TEXTO SELECCIONADO

______________________________

La política es un drama sin final. Acto tras acto se
reinventa así misma en un subir y bajar de telones. No pasa
así en los toros o en la ópera o en la vida donde el
desenlace es más bien previsible. La política es el
escenario en el que actúan, padecen, mueren y a veces
resucitan los políticos; es el foro donde se resuelven los
destinos de tanta gente sin que los políticos, algunas
veces, reparen en ello. Actúan como resortes, cual robots,
sacudidos por una potencia interna. Se despiertan, afeitan
cuando sí, y visten mientras suena el teléfono que es el
termómetro de su popularidad. Saltan a la calle para
desembocar en la azarosa autopista pública donde, mientras
se pueda, frenan. La política es además un vicio que cuando
te atrapa difícilmente te abandona.

______________________________

DATOS

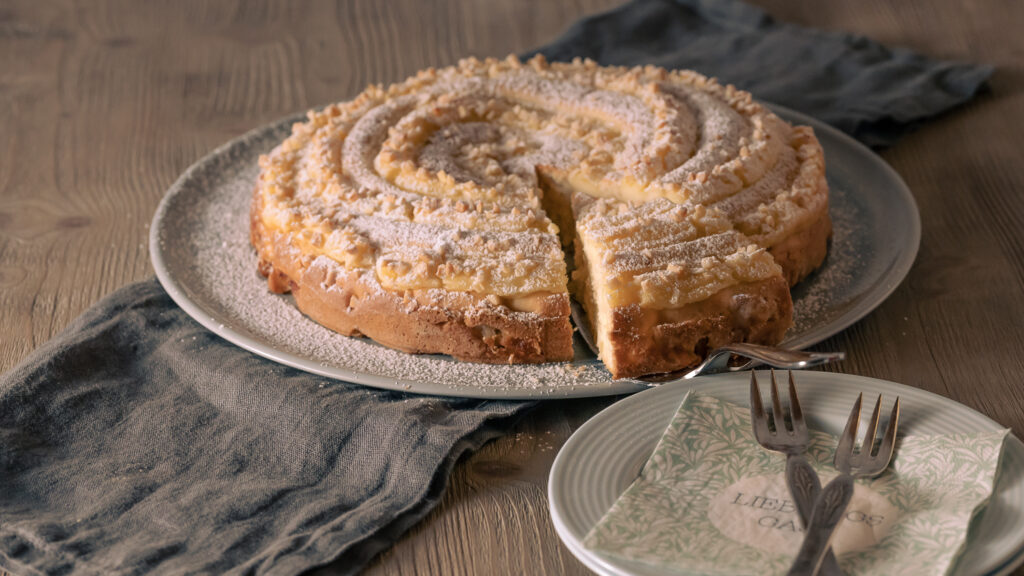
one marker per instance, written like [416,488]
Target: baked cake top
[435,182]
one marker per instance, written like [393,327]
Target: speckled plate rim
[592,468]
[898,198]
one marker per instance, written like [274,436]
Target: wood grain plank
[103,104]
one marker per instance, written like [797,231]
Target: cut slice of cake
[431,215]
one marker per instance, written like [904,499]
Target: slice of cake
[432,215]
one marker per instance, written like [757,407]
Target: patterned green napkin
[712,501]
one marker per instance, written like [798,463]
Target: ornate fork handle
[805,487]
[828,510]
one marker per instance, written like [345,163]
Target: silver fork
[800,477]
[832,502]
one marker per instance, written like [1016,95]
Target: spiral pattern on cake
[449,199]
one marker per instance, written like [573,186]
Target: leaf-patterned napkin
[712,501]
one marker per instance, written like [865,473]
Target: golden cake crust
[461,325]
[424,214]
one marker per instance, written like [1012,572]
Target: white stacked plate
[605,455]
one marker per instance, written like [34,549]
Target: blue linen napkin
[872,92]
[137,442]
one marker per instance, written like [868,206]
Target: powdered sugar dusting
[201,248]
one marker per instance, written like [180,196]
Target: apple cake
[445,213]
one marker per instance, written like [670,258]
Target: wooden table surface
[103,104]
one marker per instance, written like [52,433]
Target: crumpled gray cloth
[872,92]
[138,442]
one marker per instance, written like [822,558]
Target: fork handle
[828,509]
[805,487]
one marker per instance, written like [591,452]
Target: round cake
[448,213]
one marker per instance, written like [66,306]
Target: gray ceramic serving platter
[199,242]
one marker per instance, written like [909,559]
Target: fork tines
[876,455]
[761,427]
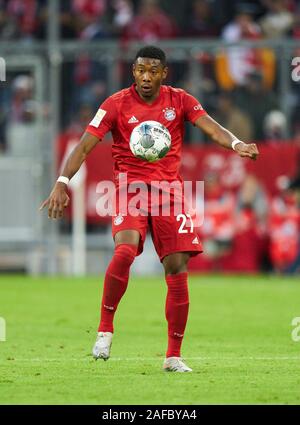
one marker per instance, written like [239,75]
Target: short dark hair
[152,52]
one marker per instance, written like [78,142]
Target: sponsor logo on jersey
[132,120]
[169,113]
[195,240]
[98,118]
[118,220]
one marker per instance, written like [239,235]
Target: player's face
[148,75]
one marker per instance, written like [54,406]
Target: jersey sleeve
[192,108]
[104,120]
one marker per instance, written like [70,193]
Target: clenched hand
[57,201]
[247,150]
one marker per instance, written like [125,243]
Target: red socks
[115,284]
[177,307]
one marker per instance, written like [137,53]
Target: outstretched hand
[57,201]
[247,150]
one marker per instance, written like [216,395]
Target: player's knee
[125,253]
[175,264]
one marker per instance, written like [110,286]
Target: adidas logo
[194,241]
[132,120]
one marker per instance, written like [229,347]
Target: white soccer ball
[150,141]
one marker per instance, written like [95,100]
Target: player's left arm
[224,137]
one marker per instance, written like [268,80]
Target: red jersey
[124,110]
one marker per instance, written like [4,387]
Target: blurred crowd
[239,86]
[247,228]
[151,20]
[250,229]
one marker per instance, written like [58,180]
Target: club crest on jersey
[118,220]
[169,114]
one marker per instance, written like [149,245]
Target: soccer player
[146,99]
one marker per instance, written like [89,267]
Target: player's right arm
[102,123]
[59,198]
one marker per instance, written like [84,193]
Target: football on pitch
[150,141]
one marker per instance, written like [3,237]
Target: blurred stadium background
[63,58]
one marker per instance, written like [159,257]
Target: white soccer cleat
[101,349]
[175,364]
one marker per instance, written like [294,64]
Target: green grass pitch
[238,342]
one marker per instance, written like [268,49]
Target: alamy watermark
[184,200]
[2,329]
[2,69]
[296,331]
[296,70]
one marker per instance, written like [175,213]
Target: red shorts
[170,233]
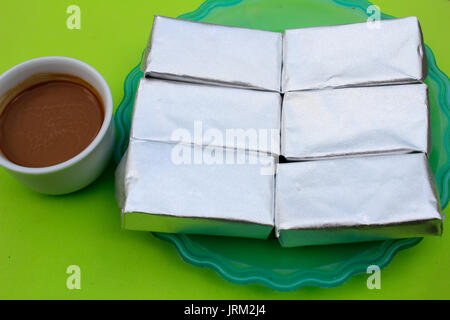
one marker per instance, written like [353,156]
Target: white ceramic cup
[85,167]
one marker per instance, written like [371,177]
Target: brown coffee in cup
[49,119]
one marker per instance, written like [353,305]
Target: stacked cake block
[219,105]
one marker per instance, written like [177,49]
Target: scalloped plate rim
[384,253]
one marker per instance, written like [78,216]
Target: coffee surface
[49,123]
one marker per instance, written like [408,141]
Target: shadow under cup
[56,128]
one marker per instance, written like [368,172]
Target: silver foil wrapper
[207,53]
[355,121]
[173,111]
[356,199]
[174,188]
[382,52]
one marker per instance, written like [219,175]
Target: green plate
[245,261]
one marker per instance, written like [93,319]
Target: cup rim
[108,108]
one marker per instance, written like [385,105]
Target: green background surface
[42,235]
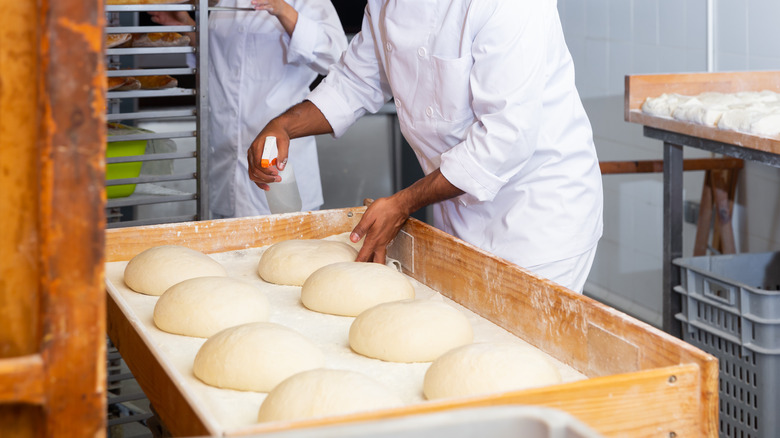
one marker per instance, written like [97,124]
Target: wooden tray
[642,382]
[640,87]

______________________________

REQUISITOS DEL EJERCICIO
• A. Explica en una a tres frases por qué el texto sobre la política la distingue de los toros, la ópera o la vida.
• B. Sigue escribiendo el texto sobre la política a partir de su última frase.
No hace falta consultar el material para este ejercicio.

RESULTADOS POR TAREA
• A. La política es un drama sin final que se reinventa acto tras acto, con un subir y bajar de telones. En cambio, en los toros, la ópera o la vida el desenlace es más bien previsible.

• B.
El hombre de Estado es otra cosa, raza distinta y
sensibilidad. Otro talante. Los políticos y los hombres de
Estado algunas veces se repelen. Casi nunca se es las dos
cosas a la vez y en general la encuesta de la historia nos
dice que ha habido, hay y habrá políticos a borbotones y
hombres de Estado por buscar. Deberían ser los presidentes
de las repúblicas más que eso nada más. Al menos líderes de
su nación. Hombres de Estado sería extraordinario, aunque si
usted se pone a ver, lo que llamamos de Estado, pudiera
serlo también una dama, con lo cual el diccionario debería
ampliarse e incluir “mujer de Estado”, para referirse a
señoras con alta concepción de gobierno, que las hay y cada
vez más, para bien y para mal, igual a masculino. Y si usted
repara en el asunto también un bibliotecólogo pudiera ser un
hombre de Estado, al entender la raíz pública y
profundamente social de su función que pasa casi siempre
desapercibida como un trueno en la jungla. Como la
conciencia.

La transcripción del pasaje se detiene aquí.